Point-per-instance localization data
◇ ◇ ◇ ◇
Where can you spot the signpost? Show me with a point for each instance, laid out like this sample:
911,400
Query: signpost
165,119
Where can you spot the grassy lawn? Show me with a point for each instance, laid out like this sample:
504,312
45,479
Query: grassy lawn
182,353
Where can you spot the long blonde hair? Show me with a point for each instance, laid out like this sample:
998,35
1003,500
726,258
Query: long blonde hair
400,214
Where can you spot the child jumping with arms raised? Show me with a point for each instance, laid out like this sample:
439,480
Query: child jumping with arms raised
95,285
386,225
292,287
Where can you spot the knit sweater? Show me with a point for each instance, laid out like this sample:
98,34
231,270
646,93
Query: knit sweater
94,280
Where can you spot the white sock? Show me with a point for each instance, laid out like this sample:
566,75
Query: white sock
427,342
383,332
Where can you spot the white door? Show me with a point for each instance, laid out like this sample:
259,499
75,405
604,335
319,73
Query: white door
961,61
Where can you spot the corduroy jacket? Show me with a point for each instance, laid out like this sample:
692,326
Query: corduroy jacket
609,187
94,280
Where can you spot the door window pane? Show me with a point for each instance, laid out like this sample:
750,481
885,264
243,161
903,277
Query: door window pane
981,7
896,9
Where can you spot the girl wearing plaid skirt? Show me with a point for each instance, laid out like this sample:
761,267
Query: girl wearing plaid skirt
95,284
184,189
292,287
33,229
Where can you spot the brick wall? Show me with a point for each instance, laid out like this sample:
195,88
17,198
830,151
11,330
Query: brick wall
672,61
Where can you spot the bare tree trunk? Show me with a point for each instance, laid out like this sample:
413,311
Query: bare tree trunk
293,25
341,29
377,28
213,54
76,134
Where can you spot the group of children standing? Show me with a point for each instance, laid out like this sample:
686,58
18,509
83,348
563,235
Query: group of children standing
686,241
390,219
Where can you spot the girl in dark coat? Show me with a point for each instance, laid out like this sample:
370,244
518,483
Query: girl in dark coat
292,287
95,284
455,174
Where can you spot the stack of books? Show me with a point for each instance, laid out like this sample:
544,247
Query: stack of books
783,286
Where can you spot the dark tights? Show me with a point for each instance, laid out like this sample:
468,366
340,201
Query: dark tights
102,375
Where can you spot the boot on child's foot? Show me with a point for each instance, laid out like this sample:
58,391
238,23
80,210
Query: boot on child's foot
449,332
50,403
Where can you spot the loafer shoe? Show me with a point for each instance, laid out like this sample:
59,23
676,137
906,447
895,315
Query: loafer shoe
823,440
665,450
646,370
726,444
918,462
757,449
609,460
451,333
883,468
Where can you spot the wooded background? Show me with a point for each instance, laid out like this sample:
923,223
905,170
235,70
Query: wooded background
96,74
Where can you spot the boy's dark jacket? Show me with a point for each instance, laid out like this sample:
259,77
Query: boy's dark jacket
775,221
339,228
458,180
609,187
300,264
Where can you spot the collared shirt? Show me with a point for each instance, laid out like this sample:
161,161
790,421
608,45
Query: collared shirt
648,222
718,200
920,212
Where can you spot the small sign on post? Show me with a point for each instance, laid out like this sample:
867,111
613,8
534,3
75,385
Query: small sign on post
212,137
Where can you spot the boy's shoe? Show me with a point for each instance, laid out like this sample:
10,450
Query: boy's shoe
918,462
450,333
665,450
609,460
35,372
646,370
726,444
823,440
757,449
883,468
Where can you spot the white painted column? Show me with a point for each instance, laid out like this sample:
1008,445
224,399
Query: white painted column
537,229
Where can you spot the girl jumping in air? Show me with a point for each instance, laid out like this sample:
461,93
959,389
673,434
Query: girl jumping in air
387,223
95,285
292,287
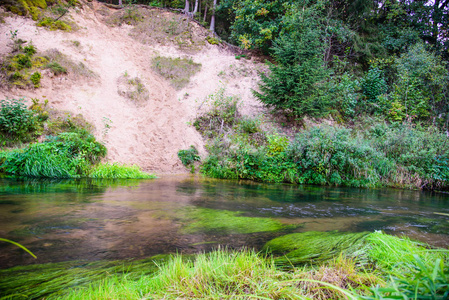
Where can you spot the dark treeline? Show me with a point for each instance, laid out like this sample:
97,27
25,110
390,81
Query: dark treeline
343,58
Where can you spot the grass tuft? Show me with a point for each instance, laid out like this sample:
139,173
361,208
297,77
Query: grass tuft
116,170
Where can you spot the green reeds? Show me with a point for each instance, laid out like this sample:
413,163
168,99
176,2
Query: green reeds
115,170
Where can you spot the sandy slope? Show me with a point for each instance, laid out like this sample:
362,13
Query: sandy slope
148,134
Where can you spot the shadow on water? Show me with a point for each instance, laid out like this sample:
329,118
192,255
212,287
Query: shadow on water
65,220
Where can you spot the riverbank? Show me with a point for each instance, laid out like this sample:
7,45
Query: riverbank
◇ ◇ ◇ ◇
:: REQUIRED WORK ::
Every entry must be retyped exactly, with the pictures removed.

:: EXERCISE RESPONSE ::
Where can you spot the signpost? Show me with a point for each instance, laid out like this sample:
911,400
Query: signpost
165,119
Where can you spot the grassy lawn? Show me with a point for each instance, laid out like this sample:
504,312
45,479
Query: grassy lawn
182,353
Where can you spot the long blonde hair? Show me with a point for each instance, laid out like this sample:
998,35
1003,500
726,258
Query: long blonde hair
400,214
Where can you spot the child jumping with arms raised? Show me with a point for each instance, laid out like this sample:
439,480
Query: child jumping with arms raised
95,285
386,225
292,287
Where can you spot the knit sweater? Show me with a point for each instance, laid out like this sample:
98,34
231,270
646,93
Query: knit sweater
94,280
Where can you spot the white sock? Show me with a point for each instance, laid out like this sample:
566,75
Query: white sock
427,342
383,332
Where can you spot the white door? Show me with a point for each instance, laid out like this sample:
259,499
75,405
604,335
319,73
Query: white door
961,61
Where can you spot the corduroy jacket? Show me with a point for each instance, laid out like this sample:
692,326
Query: corduroy jacket
609,187
94,280
Where can you spot the door window pane? Show me with a point for each instance, laid out like this sample:
750,481
885,264
243,161
903,277
Query: door window pane
981,7
896,9
Where can you spot the girl wearing plaid skirt? Show me with a point for each instance, laid out like this sample:
761,267
Query: girl wearing plaid skirt
95,284
184,189
292,287
33,229
Where can you spot the brick wall? Show me with a point for each instance, laid out like this sample:
195,88
17,198
830,151
11,330
Query: brick wall
672,61
Where can you spot the bare tree trunk? Show me with a point for each instance, laid out like this sample:
413,311
Query: bare tree trunk
293,25
341,29
377,28
213,54
76,134
Where can you spot the group of children standing? Show me with a point for each instance, laid out like this sample:
686,58
18,509
83,348
563,235
Query: group of children standing
686,241
390,219
Where can you spot the girl in dark coat? Show me with a point for each instance, laid out like this sample:
370,244
518,483
Query: girl in dark coat
292,287
95,284
455,174
Where can you spot the stack of books? Show me with a point for each instance, laid out like this sample:
544,247
Query: stack of books
783,286
Where can you spot the dark tights? Show me with a point for each instance, laid out like this sample:
468,366
340,201
Query: dark tights
102,375
Where can you spot the boot on child's foot? Show me with a point for each instance, laid out like this sample:
58,391
238,23
80,210
Query: boot on child's foot
449,332
50,403
Where can you spot the loafer shoe? Show me with a point for each instance, laid out like this sample:
59,23
676,137
906,447
895,315
Query: loafer shoe
823,440
665,450
646,370
726,444
918,462
757,449
609,460
451,333
883,468
Where can you spot the wooded background? Show me with a point for each instance, laid out like this sample:
923,223
905,170
235,70
Query: wooded background
96,74
Where can you spot the boy's dark jacket? Show me with a point for each instance, laid out like this sample:
259,77
Query: boy's dark jacket
775,221
339,228
458,180
609,187
300,264
Where can you spot the collared shirt? Show me with a point for each instance, laid out like this sample:
161,161
790,421
608,45
Query: collared shirt
648,222
718,200
920,212
Where can you spot the small sign on post? Show me with a point for each instance, laid out like this sample:
867,111
613,8
534,3
75,385
Query: small sign on post
212,137
Where can you spot the boy's shoe? Show me with a point for each instance, laid out like this sample:
10,450
Query: boy's shoe
918,462
450,333
665,450
609,460
35,372
646,370
726,444
823,440
757,449
883,468
Where can you spot the white painted column? Show me with a point for each instance, laid out like this sample:
1008,445
224,399
Query: white painted column
537,229
Where can you spot the girl jumping in air? Show me with a point for each instance, laid out like this sample:
461,93
959,389
673,434
Query: girl jumping in air
387,223
95,285
292,287
Where can you spot the dark treeline? Show me with a point for each instance, laid out like this sample:
97,27
25,110
390,81
Query: dark treeline
343,58
Where can you spot the grass tuft? Show me with a point for each instance, laid out like this sample:
139,173
361,208
297,77
Query: grass tuft
116,170
Where can you spot the green reeds? Show me with a point for each instance, laid out like this sample:
413,163
168,99
176,2
Query: green reeds
115,170
Where can you spot the sandy slope? Show me with a point for each instance, laid out like this sample:
362,13
Query: sandy slope
148,134
Where can you spot the shadow on water? Show me with a point for each instance, laid out like this sample:
329,118
192,255
212,287
Query: shadow on water
65,220
Where can you spot the riverbank? Show me with a point for each instance, laid out like this sample:
7,45
Query: riverbank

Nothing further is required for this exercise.